Text segment:
☆ ☆ ☆ ☆ ☆ ☆ ☆

· Staff · 6 min read
SQLi WHY
As I was doing chores around the place today (thatching the lawn.. ugh). I saw a post about a new CVE in WordPress. It’s an SQLi… As a former dev, let me say this: THERE IS NO EXCUSE FOR SQLi. NONE. ZERO. NADA.
I also saw the fix mentioning sanitizing the data… UGH. NO, Just NO. Now to be fair, I haven’t delved into the WordPress code, but it seems odd to me that not sanitizing the input caused the query to not be parametrized. I do want to point out that parameterized queries are the only sure fire way to prevent SQLi… Should you sanitize your data? Most certainly, but don’t depend on it preventing SQLi. Stored procedures are NOT a substitute either, as they can be vulnerable to SQLi as well.
Wait, what? Stored procedures can be vulnerable to SQLi??? HOW?
Remember: SQL commands are at their heart, just strings… In fact you can write SQL statements to create and run other SQL statements, but I digress.
Consider this stored procedure:
CREATE PROCEDURE GetUserData
@Username NVARCHAR(50)
AS
BEGIN
DECLARE @SQLQuery NVARCHAR(MAX)
— Constructing the SQL query using string concatenation (vulnerable to SQL injection)
SET @SQLQuery = ‘SELECT * FROM Users WHERE Username = ''' + @Username + ''''
— Executing the dynamic SQL query
EXEC sp_executesql @SQLQuery
END
This creates a stored procedure which takes a user input, concatenates it into a string, then executes it. Classic SQLi
Instead write it this way:
CREATE PROCEDURE GetUserData
@Username NVARCHAR(50)
AS
BEGIN
— Using parameterized query to prevent SQL injection
SELECT *
FROM Users
WHERE Username = @Username;
END
As you can see the same query is run, but the system knows that the input is a NVARCHAR(50) and treats it as such. Instead of treating the input like a string. In all honesty the second stored procedure is easier to read and understand as well, which makes maintenance much easier - remember, YOU might be the person who as to come behind and fix a bug in a year… Make life easier for FUTURE YOU!
Ok, now that we have the example of stored procedures being SQLi vulnerable if written incorrectly out of the way, how about the situation where you as the developer don’t know all the items that can be selected by the end user until runtime?
Well if you think about it, you DO know ALL the parameters that CAN be selected. The user can select any table or column in your database. So using that knowledge you can build a query you control based on the user inputs.

☆ ☆ ☆ ☆ ☆ ☆ ☆

Material:
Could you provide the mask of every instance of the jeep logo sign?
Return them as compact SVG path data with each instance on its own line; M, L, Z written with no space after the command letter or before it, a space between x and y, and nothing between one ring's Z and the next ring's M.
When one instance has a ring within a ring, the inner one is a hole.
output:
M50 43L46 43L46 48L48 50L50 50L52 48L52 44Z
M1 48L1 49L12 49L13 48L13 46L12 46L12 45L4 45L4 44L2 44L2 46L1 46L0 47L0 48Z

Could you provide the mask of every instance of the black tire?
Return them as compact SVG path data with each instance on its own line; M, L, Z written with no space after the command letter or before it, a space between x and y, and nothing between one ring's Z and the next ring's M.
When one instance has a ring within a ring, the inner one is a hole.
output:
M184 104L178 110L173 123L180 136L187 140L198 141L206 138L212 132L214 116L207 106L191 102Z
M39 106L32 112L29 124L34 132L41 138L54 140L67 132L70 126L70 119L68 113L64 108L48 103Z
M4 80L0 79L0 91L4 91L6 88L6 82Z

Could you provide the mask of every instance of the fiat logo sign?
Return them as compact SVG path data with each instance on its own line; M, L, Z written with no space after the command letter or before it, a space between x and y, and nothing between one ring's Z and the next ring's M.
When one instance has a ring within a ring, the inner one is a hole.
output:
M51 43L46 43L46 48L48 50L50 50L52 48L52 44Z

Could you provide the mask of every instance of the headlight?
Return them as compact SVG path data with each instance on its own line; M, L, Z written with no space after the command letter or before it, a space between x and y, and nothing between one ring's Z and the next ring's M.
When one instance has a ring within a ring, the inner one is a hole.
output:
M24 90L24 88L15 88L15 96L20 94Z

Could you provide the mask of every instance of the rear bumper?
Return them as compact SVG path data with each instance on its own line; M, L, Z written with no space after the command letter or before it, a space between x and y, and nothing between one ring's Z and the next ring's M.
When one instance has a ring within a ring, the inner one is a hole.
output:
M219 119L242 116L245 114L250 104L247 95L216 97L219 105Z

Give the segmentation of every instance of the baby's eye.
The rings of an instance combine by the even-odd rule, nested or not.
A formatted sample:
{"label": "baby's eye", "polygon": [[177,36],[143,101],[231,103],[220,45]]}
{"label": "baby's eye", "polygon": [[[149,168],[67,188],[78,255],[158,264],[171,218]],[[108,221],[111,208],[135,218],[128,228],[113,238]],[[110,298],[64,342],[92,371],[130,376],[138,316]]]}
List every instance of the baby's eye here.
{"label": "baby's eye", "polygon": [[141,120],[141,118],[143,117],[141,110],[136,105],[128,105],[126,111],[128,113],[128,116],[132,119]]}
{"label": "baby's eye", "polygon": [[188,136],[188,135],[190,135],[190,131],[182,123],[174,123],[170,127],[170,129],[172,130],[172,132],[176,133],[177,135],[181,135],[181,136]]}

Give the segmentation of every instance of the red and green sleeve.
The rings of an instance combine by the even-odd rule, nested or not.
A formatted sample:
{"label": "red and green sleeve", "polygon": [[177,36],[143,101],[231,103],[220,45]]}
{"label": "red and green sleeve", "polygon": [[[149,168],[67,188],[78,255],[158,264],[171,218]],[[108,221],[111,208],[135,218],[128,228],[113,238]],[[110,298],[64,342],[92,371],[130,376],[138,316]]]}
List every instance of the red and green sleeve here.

☆ ☆ ☆ ☆ ☆ ☆ ☆

Written problem 1: According to the SQL injection post, what is the only sure fire way to prevent SQLi?
Written problem 2: Reproduce the passage of the SQL injection post that begins with "Remember: SQL commands" and ends after "to SQL injection)".

Right answer 1: Parameterized queries.

Right answer 2:
Remember: SQL commands are at their heart, just strings… In fact you can write SQL statements to create and run other SQL statements, but I digress.
Consider this stored procedure:
CREATE PROCEDURE GetUserData
@Username NVARCHAR(50)
AS
BEGIN
DECLARE @SQLQuery NVARCHAR(MAX)
— Constructing the SQL query using string concatenation (vulnerable to SQL injection)